YOUR TASK: Copy out precisely the lines from the start of the data through the line with "Return one point per instance of the gymnasium wall", and keep pictures out of it.

SOURCE RECORDS:
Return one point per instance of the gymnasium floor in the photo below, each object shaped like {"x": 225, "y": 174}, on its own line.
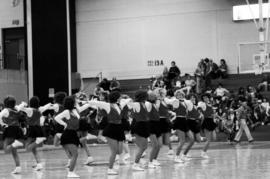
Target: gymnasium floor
{"x": 226, "y": 161}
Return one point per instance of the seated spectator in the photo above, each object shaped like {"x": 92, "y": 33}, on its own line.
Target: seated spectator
{"x": 220, "y": 91}
{"x": 189, "y": 84}
{"x": 105, "y": 84}
{"x": 173, "y": 71}
{"x": 115, "y": 85}
{"x": 223, "y": 69}
{"x": 214, "y": 69}
{"x": 263, "y": 85}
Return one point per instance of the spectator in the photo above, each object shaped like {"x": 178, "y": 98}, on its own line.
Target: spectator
{"x": 220, "y": 91}
{"x": 173, "y": 71}
{"x": 105, "y": 84}
{"x": 115, "y": 85}
{"x": 207, "y": 73}
{"x": 223, "y": 69}
{"x": 214, "y": 71}
{"x": 189, "y": 83}
{"x": 199, "y": 72}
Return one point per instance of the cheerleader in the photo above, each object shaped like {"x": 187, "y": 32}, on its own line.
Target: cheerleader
{"x": 10, "y": 119}
{"x": 114, "y": 131}
{"x": 35, "y": 134}
{"x": 126, "y": 126}
{"x": 193, "y": 121}
{"x": 140, "y": 126}
{"x": 69, "y": 118}
{"x": 155, "y": 130}
{"x": 84, "y": 127}
{"x": 180, "y": 124}
{"x": 58, "y": 108}
{"x": 164, "y": 114}
{"x": 208, "y": 124}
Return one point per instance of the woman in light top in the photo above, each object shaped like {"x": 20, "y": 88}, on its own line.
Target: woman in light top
{"x": 113, "y": 131}
{"x": 10, "y": 119}
{"x": 181, "y": 126}
{"x": 69, "y": 118}
{"x": 34, "y": 121}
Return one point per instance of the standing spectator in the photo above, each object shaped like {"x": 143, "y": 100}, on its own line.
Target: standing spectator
{"x": 223, "y": 69}
{"x": 199, "y": 72}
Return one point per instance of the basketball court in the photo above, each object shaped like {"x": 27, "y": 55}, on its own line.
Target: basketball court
{"x": 226, "y": 161}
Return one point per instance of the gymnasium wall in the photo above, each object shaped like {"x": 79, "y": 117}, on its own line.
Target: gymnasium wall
{"x": 12, "y": 82}
{"x": 120, "y": 37}
{"x": 11, "y": 16}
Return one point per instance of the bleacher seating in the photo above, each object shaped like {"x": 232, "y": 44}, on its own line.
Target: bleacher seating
{"x": 233, "y": 82}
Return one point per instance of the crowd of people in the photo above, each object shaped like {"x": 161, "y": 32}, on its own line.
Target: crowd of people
{"x": 152, "y": 115}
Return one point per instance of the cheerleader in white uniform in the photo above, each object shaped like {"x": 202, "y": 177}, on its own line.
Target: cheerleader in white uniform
{"x": 164, "y": 120}
{"x": 155, "y": 130}
{"x": 69, "y": 118}
{"x": 9, "y": 118}
{"x": 113, "y": 131}
{"x": 208, "y": 124}
{"x": 140, "y": 125}
{"x": 35, "y": 135}
{"x": 194, "y": 118}
{"x": 181, "y": 126}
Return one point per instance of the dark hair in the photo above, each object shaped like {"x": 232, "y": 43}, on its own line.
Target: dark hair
{"x": 69, "y": 102}
{"x": 141, "y": 96}
{"x": 59, "y": 97}
{"x": 242, "y": 99}
{"x": 9, "y": 102}
{"x": 34, "y": 102}
{"x": 114, "y": 96}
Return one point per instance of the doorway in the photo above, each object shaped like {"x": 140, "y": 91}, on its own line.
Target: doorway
{"x": 14, "y": 48}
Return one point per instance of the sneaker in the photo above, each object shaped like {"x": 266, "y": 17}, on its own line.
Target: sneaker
{"x": 112, "y": 172}
{"x": 144, "y": 154}
{"x": 68, "y": 164}
{"x": 116, "y": 167}
{"x": 136, "y": 167}
{"x": 204, "y": 155}
{"x": 16, "y": 144}
{"x": 38, "y": 167}
{"x": 126, "y": 156}
{"x": 128, "y": 137}
{"x": 102, "y": 139}
{"x": 59, "y": 135}
{"x": 39, "y": 140}
{"x": 177, "y": 159}
{"x": 170, "y": 152}
{"x": 151, "y": 165}
{"x": 91, "y": 137}
{"x": 156, "y": 163}
{"x": 17, "y": 170}
{"x": 184, "y": 157}
{"x": 89, "y": 160}
{"x": 72, "y": 175}
{"x": 117, "y": 157}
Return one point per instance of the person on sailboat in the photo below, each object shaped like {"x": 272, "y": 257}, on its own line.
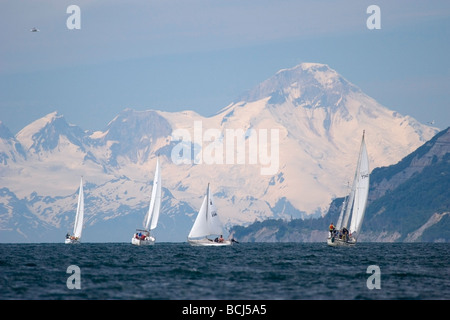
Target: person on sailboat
{"x": 332, "y": 229}
{"x": 345, "y": 234}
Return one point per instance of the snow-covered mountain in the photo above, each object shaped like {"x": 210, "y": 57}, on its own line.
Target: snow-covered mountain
{"x": 283, "y": 149}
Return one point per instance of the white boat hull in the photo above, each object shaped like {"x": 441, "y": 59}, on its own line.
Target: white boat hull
{"x": 336, "y": 242}
{"x": 71, "y": 241}
{"x": 205, "y": 242}
{"x": 146, "y": 242}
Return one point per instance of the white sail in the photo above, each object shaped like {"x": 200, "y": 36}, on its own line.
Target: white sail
{"x": 207, "y": 221}
{"x": 151, "y": 219}
{"x": 355, "y": 206}
{"x": 78, "y": 226}
{"x": 361, "y": 191}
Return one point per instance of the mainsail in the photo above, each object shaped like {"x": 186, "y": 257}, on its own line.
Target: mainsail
{"x": 357, "y": 199}
{"x": 151, "y": 219}
{"x": 207, "y": 221}
{"x": 78, "y": 226}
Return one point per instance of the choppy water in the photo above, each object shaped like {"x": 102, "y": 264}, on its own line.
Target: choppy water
{"x": 245, "y": 271}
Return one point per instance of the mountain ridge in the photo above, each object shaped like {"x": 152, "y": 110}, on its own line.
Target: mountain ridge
{"x": 306, "y": 141}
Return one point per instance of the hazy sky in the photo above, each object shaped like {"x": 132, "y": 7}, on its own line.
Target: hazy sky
{"x": 200, "y": 55}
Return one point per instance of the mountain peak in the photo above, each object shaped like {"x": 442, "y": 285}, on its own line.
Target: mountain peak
{"x": 5, "y": 133}
{"x": 305, "y": 81}
{"x": 44, "y": 133}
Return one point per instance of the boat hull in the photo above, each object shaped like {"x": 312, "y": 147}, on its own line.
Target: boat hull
{"x": 72, "y": 241}
{"x": 205, "y": 242}
{"x": 143, "y": 242}
{"x": 336, "y": 242}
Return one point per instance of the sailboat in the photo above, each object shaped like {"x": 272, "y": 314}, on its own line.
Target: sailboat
{"x": 78, "y": 225}
{"x": 142, "y": 236}
{"x": 206, "y": 224}
{"x": 354, "y": 205}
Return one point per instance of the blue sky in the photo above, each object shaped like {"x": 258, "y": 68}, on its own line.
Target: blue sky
{"x": 200, "y": 55}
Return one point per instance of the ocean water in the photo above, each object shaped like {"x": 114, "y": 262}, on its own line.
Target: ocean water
{"x": 244, "y": 271}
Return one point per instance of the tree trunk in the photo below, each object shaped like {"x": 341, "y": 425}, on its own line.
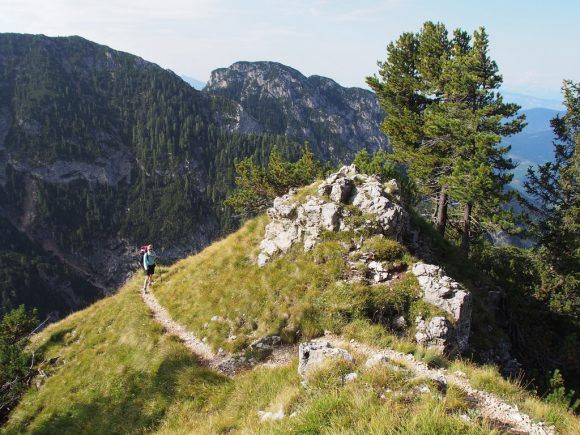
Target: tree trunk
{"x": 442, "y": 211}
{"x": 466, "y": 230}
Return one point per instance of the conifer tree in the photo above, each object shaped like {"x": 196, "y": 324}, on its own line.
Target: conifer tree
{"x": 410, "y": 81}
{"x": 467, "y": 124}
{"x": 449, "y": 121}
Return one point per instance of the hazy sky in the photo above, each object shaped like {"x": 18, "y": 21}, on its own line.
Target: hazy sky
{"x": 536, "y": 43}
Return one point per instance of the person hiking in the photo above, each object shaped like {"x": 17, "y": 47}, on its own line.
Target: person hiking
{"x": 149, "y": 266}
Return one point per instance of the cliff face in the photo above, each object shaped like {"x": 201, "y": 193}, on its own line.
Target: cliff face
{"x": 275, "y": 98}
{"x": 101, "y": 151}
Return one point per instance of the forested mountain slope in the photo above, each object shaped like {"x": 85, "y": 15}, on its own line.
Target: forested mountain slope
{"x": 337, "y": 121}
{"x": 113, "y": 368}
{"x": 99, "y": 151}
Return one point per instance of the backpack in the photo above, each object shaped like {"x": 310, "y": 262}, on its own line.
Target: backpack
{"x": 142, "y": 251}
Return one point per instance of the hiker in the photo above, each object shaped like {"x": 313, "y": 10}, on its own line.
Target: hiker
{"x": 149, "y": 266}
{"x": 142, "y": 251}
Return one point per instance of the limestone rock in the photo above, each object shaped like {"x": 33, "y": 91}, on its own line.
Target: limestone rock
{"x": 447, "y": 294}
{"x": 376, "y": 359}
{"x": 312, "y": 355}
{"x": 267, "y": 342}
{"x": 292, "y": 222}
{"x": 437, "y": 333}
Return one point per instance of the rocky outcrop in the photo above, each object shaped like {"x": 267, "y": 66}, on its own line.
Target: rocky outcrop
{"x": 336, "y": 121}
{"x": 312, "y": 355}
{"x": 293, "y": 222}
{"x": 443, "y": 292}
{"x": 436, "y": 333}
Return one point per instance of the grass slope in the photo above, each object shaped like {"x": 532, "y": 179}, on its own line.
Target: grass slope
{"x": 117, "y": 371}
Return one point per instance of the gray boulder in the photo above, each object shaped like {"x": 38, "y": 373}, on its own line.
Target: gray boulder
{"x": 443, "y": 292}
{"x": 312, "y": 355}
{"x": 292, "y": 222}
{"x": 437, "y": 333}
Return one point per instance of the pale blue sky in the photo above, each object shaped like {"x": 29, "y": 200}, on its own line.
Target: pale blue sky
{"x": 536, "y": 43}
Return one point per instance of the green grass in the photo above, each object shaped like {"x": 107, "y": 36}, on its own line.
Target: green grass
{"x": 117, "y": 371}
{"x": 296, "y": 295}
{"x": 488, "y": 378}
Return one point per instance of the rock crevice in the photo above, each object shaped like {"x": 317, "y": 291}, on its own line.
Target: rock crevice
{"x": 341, "y": 196}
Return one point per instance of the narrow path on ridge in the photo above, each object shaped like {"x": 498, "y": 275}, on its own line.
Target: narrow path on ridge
{"x": 223, "y": 363}
{"x": 502, "y": 414}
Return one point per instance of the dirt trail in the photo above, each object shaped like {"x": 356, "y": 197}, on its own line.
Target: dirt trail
{"x": 224, "y": 363}
{"x": 490, "y": 406}
{"x": 502, "y": 414}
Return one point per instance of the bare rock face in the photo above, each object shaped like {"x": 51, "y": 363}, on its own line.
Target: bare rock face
{"x": 336, "y": 121}
{"x": 443, "y": 292}
{"x": 312, "y": 355}
{"x": 437, "y": 333}
{"x": 293, "y": 222}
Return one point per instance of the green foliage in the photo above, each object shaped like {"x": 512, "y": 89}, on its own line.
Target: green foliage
{"x": 16, "y": 362}
{"x": 32, "y": 276}
{"x": 558, "y": 393}
{"x": 383, "y": 249}
{"x": 258, "y": 186}
{"x": 445, "y": 121}
{"x": 540, "y": 307}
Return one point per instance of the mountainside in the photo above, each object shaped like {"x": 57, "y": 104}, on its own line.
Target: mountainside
{"x": 339, "y": 330}
{"x": 534, "y": 145}
{"x": 101, "y": 151}
{"x": 337, "y": 121}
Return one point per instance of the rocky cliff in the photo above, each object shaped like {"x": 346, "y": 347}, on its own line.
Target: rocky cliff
{"x": 101, "y": 151}
{"x": 275, "y": 98}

RESULT FOR THIS TASK:
Return one point per instance of the gymnasium floor in the photo below, each object shaped like {"x": 225, "y": 174}, on its own line.
Target: gymnasium floor
{"x": 226, "y": 161}
Return one point per instance of the seated spectator in the photo above, each object shaped like {"x": 92, "y": 33}, on its own line.
Target: seated spectator
{"x": 220, "y": 91}
{"x": 189, "y": 84}
{"x": 105, "y": 84}
{"x": 173, "y": 71}
{"x": 115, "y": 85}
{"x": 223, "y": 69}
{"x": 214, "y": 69}
{"x": 263, "y": 85}
Return one point per instance of the spectator in the photo above, each object shaped like {"x": 178, "y": 98}, on its own line.
Target: spectator
{"x": 220, "y": 91}
{"x": 173, "y": 71}
{"x": 105, "y": 84}
{"x": 115, "y": 85}
{"x": 207, "y": 73}
{"x": 223, "y": 69}
{"x": 214, "y": 71}
{"x": 189, "y": 83}
{"x": 199, "y": 72}
Return one point per instance of the cheerleader in the photo above, each object shaped like {"x": 187, "y": 32}, on its own line.
Target: cheerleader
{"x": 10, "y": 119}
{"x": 114, "y": 131}
{"x": 35, "y": 134}
{"x": 126, "y": 126}
{"x": 193, "y": 121}
{"x": 140, "y": 126}
{"x": 69, "y": 118}
{"x": 155, "y": 130}
{"x": 84, "y": 127}
{"x": 180, "y": 124}
{"x": 58, "y": 108}
{"x": 164, "y": 114}
{"x": 208, "y": 124}
Return one point per instance of the woman in light top in the photo above, each object shaped like {"x": 20, "y": 88}, on its own line.
Target: woman in light top
{"x": 113, "y": 131}
{"x": 10, "y": 119}
{"x": 181, "y": 126}
{"x": 69, "y": 118}
{"x": 34, "y": 121}
Return one point per instance of the standing spectator in the photo above, each object shaped like {"x": 143, "y": 100}, on its own line.
Target: standing spectator
{"x": 223, "y": 69}
{"x": 199, "y": 72}
Return one point per instance of the basketball court in the photo above, each object shaped like {"x": 27, "y": 55}, on its own line.
Target: basketball court
{"x": 226, "y": 161}
Return one point per instance of the gymnasium wall in the photo above, each object shaped like {"x": 79, "y": 117}, on its own line.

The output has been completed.